>>>>
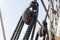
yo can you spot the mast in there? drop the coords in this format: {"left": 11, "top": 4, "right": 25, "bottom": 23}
{"left": 0, "top": 9, "right": 6, "bottom": 40}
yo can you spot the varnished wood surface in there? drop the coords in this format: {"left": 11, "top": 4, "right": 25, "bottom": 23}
{"left": 56, "top": 37, "right": 60, "bottom": 40}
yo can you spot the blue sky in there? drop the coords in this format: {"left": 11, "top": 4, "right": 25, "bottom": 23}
{"left": 1, "top": 0, "right": 60, "bottom": 40}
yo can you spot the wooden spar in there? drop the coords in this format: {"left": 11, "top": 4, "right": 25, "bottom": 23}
{"left": 0, "top": 9, "right": 6, "bottom": 40}
{"left": 56, "top": 37, "right": 60, "bottom": 40}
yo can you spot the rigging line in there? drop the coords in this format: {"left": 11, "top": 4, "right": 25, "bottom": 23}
{"left": 40, "top": 0, "right": 49, "bottom": 19}
{"left": 51, "top": 0, "right": 54, "bottom": 10}
{"left": 31, "top": 20, "right": 36, "bottom": 40}
{"left": 0, "top": 9, "right": 6, "bottom": 40}
{"left": 14, "top": 19, "right": 24, "bottom": 40}
{"left": 14, "top": 20, "right": 24, "bottom": 40}
{"left": 35, "top": 33, "right": 39, "bottom": 40}
{"left": 40, "top": 0, "right": 48, "bottom": 12}
{"left": 23, "top": 19, "right": 34, "bottom": 40}
{"left": 44, "top": 12, "right": 49, "bottom": 21}
{"left": 37, "top": 20, "right": 42, "bottom": 26}
{"left": 48, "top": 3, "right": 51, "bottom": 20}
{"left": 11, "top": 16, "right": 22, "bottom": 40}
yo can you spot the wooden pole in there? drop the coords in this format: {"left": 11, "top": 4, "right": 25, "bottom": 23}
{"left": 0, "top": 9, "right": 6, "bottom": 40}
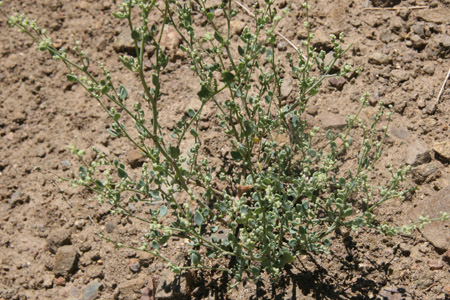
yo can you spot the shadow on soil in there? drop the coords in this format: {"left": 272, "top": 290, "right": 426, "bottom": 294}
{"left": 193, "top": 236, "right": 414, "bottom": 300}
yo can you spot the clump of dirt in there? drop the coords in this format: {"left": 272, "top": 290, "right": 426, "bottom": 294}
{"left": 0, "top": 0, "right": 449, "bottom": 299}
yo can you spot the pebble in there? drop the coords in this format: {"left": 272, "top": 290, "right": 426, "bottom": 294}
{"left": 160, "top": 26, "right": 182, "bottom": 61}
{"left": 390, "top": 69, "right": 410, "bottom": 83}
{"left": 412, "top": 162, "right": 439, "bottom": 184}
{"left": 9, "top": 190, "right": 29, "bottom": 207}
{"left": 428, "top": 259, "right": 443, "bottom": 270}
{"left": 280, "top": 76, "right": 293, "bottom": 99}
{"left": 53, "top": 245, "right": 78, "bottom": 276}
{"left": 42, "top": 274, "right": 54, "bottom": 289}
{"left": 368, "top": 52, "right": 391, "bottom": 65}
{"left": 277, "top": 41, "right": 287, "bottom": 51}
{"left": 83, "top": 280, "right": 103, "bottom": 300}
{"left": 416, "top": 8, "right": 450, "bottom": 24}
{"left": 329, "top": 77, "right": 346, "bottom": 90}
{"left": 54, "top": 276, "right": 66, "bottom": 286}
{"left": 47, "top": 228, "right": 72, "bottom": 254}
{"left": 433, "top": 141, "right": 450, "bottom": 161}
{"left": 127, "top": 149, "right": 146, "bottom": 168}
{"left": 405, "top": 140, "right": 431, "bottom": 166}
{"left": 230, "top": 20, "right": 245, "bottom": 36}
{"left": 128, "top": 258, "right": 140, "bottom": 273}
{"left": 409, "top": 186, "right": 450, "bottom": 250}
{"left": 422, "top": 62, "right": 435, "bottom": 75}
{"left": 113, "top": 29, "right": 135, "bottom": 54}
{"left": 318, "top": 112, "right": 347, "bottom": 130}
{"left": 415, "top": 271, "right": 434, "bottom": 290}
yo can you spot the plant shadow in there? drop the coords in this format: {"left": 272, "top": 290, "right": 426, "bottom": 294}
{"left": 194, "top": 235, "right": 402, "bottom": 300}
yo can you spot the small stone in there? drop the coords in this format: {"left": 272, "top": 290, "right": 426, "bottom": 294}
{"left": 277, "top": 41, "right": 287, "bottom": 51}
{"left": 412, "top": 162, "right": 439, "bottom": 184}
{"left": 113, "top": 29, "right": 135, "bottom": 54}
{"left": 42, "top": 274, "right": 54, "bottom": 289}
{"left": 318, "top": 112, "right": 347, "bottom": 130}
{"left": 105, "top": 220, "right": 117, "bottom": 233}
{"left": 411, "top": 23, "right": 425, "bottom": 38}
{"left": 390, "top": 70, "right": 410, "bottom": 83}
{"left": 389, "top": 126, "right": 409, "bottom": 139}
{"left": 306, "top": 105, "right": 318, "bottom": 116}
{"left": 410, "top": 34, "right": 426, "bottom": 50}
{"left": 83, "top": 280, "right": 103, "bottom": 300}
{"left": 155, "top": 269, "right": 194, "bottom": 299}
{"left": 433, "top": 141, "right": 450, "bottom": 162}
{"left": 160, "top": 26, "right": 182, "bottom": 61}
{"left": 47, "top": 228, "right": 72, "bottom": 254}
{"left": 53, "top": 245, "right": 78, "bottom": 276}
{"left": 61, "top": 160, "right": 71, "bottom": 167}
{"left": 280, "top": 76, "right": 293, "bottom": 99}
{"left": 409, "top": 186, "right": 450, "bottom": 250}
{"left": 9, "top": 190, "right": 29, "bottom": 207}
{"left": 127, "top": 149, "right": 146, "bottom": 168}
{"left": 369, "top": 52, "right": 391, "bottom": 65}
{"left": 428, "top": 259, "right": 443, "bottom": 270}
{"left": 328, "top": 77, "right": 346, "bottom": 90}
{"left": 129, "top": 258, "right": 140, "bottom": 273}
{"left": 405, "top": 140, "right": 431, "bottom": 166}
{"left": 86, "top": 265, "right": 104, "bottom": 279}
{"left": 54, "top": 276, "right": 66, "bottom": 286}
{"left": 230, "top": 20, "right": 245, "bottom": 36}
{"left": 415, "top": 8, "right": 450, "bottom": 24}
{"left": 423, "top": 62, "right": 435, "bottom": 75}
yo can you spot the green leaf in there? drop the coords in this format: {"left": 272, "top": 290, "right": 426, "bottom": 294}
{"left": 119, "top": 56, "right": 134, "bottom": 71}
{"left": 149, "top": 190, "right": 161, "bottom": 200}
{"left": 222, "top": 71, "right": 234, "bottom": 85}
{"left": 118, "top": 85, "right": 128, "bottom": 101}
{"left": 190, "top": 250, "right": 200, "bottom": 265}
{"left": 151, "top": 241, "right": 159, "bottom": 250}
{"left": 279, "top": 252, "right": 295, "bottom": 267}
{"left": 79, "top": 166, "right": 87, "bottom": 180}
{"left": 168, "top": 146, "right": 180, "bottom": 159}
{"left": 118, "top": 168, "right": 128, "bottom": 178}
{"left": 113, "top": 113, "right": 121, "bottom": 121}
{"left": 131, "top": 30, "right": 140, "bottom": 41}
{"left": 187, "top": 109, "right": 196, "bottom": 118}
{"left": 206, "top": 12, "right": 214, "bottom": 21}
{"left": 94, "top": 180, "right": 104, "bottom": 190}
{"left": 66, "top": 74, "right": 78, "bottom": 82}
{"left": 190, "top": 128, "right": 198, "bottom": 138}
{"left": 194, "top": 211, "right": 204, "bottom": 227}
{"left": 158, "top": 235, "right": 169, "bottom": 245}
{"left": 197, "top": 85, "right": 211, "bottom": 99}
{"left": 230, "top": 151, "right": 242, "bottom": 162}
{"left": 159, "top": 205, "right": 168, "bottom": 217}
{"left": 214, "top": 31, "right": 224, "bottom": 43}
{"left": 238, "top": 45, "right": 245, "bottom": 56}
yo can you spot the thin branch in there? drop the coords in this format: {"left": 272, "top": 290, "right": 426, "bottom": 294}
{"left": 363, "top": 6, "right": 428, "bottom": 11}
{"left": 233, "top": 0, "right": 308, "bottom": 61}
{"left": 437, "top": 66, "right": 450, "bottom": 104}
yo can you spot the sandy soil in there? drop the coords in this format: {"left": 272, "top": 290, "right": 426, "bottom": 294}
{"left": 1, "top": 0, "right": 450, "bottom": 299}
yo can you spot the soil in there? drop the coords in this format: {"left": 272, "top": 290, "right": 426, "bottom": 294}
{"left": 1, "top": 0, "right": 450, "bottom": 299}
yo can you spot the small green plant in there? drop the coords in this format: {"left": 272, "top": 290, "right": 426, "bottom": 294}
{"left": 2, "top": 0, "right": 447, "bottom": 288}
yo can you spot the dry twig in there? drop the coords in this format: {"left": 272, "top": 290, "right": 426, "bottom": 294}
{"left": 437, "top": 66, "right": 450, "bottom": 104}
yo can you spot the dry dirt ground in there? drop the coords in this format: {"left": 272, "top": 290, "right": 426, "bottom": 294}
{"left": 1, "top": 0, "right": 450, "bottom": 299}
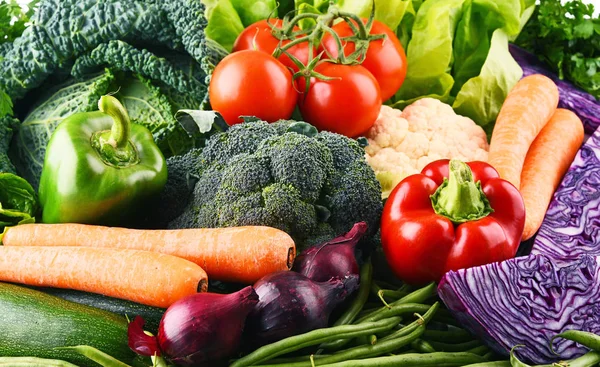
<<<<
- **What you are asked to do**: Locate the line containing "yo can you spot the small green" in the material above, then repeat it and every later line exactly, with no pictures.

- **Answer space**:
yo can you spot the small green plant in there? drop the coords in this format: {"left": 272, "top": 290, "right": 426, "bottom": 294}
{"left": 2, "top": 0, "right": 447, "bottom": 288}
yo can you spot the dry twig in there? drop the coords in this format: {"left": 272, "top": 290, "right": 426, "bottom": 294}
{"left": 437, "top": 66, "right": 450, "bottom": 104}
yo can you spot the dry dirt ground in there? drop the coords in this format: {"left": 272, "top": 290, "right": 426, "bottom": 294}
{"left": 1, "top": 0, "right": 450, "bottom": 299}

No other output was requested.